>> begin Extracted data

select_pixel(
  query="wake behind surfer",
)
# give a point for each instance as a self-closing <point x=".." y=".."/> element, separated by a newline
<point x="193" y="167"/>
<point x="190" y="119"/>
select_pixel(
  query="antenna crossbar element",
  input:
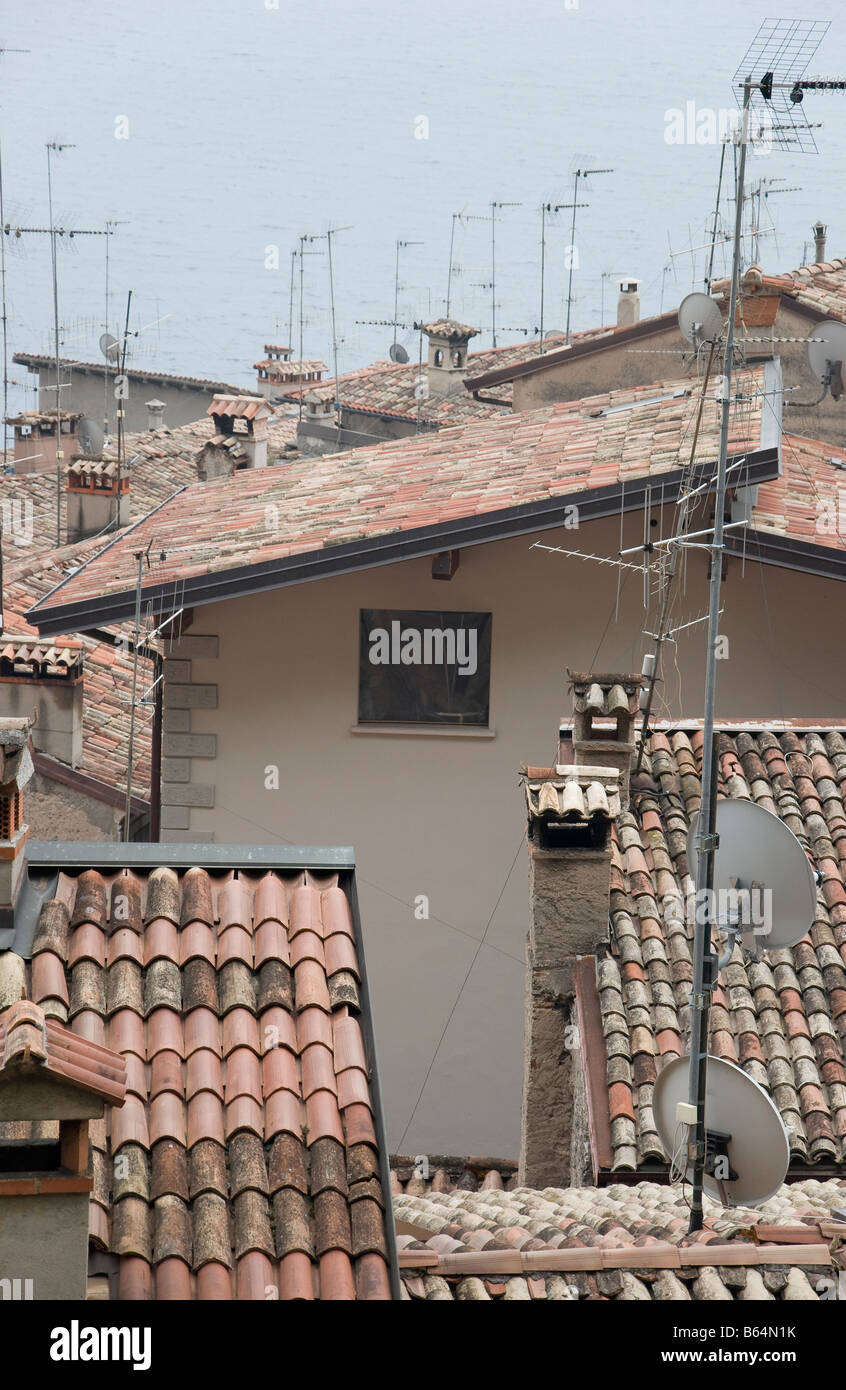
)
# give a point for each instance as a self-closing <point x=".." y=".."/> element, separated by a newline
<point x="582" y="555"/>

>> end Extracted data
>> begin Extracted data

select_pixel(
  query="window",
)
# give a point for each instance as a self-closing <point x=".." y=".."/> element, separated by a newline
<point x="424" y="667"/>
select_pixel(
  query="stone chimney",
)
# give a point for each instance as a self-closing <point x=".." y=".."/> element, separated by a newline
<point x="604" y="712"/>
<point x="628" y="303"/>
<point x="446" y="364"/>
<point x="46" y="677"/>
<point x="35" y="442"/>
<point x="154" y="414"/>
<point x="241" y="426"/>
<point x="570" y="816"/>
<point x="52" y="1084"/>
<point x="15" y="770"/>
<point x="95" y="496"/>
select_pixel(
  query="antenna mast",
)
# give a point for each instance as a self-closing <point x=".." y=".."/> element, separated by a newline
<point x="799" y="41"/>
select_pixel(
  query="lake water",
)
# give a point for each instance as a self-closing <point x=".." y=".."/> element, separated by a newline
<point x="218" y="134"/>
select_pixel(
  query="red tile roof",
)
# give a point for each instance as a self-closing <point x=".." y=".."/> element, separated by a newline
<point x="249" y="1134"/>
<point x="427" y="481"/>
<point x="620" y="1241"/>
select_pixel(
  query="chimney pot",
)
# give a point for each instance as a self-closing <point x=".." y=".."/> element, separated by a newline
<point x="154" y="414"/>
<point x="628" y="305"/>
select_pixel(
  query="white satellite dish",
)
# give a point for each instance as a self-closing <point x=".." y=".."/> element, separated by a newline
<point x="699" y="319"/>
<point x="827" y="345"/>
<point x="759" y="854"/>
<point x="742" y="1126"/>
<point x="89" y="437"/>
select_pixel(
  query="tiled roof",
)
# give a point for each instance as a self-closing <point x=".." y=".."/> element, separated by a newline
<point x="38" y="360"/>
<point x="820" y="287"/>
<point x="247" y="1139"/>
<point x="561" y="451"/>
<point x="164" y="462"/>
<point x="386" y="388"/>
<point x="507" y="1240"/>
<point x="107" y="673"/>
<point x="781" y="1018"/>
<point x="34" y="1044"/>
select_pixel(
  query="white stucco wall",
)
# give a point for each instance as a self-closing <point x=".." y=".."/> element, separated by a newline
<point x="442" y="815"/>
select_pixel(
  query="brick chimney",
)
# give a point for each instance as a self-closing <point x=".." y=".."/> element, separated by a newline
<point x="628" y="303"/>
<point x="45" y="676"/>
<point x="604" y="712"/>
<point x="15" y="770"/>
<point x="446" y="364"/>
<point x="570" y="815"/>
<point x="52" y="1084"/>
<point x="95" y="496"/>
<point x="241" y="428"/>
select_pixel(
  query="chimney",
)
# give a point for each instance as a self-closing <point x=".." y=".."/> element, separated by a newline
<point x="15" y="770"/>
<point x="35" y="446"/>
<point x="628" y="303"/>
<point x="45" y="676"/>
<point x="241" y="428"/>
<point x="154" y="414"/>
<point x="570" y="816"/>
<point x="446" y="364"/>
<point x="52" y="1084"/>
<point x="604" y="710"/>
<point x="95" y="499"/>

>> end Extracted data

- _Exercise aim_: Report every line above that contains the string "antenna", copying each such line in full.

- _Result below_:
  query="antenna crossbar element",
  query="antenna mast",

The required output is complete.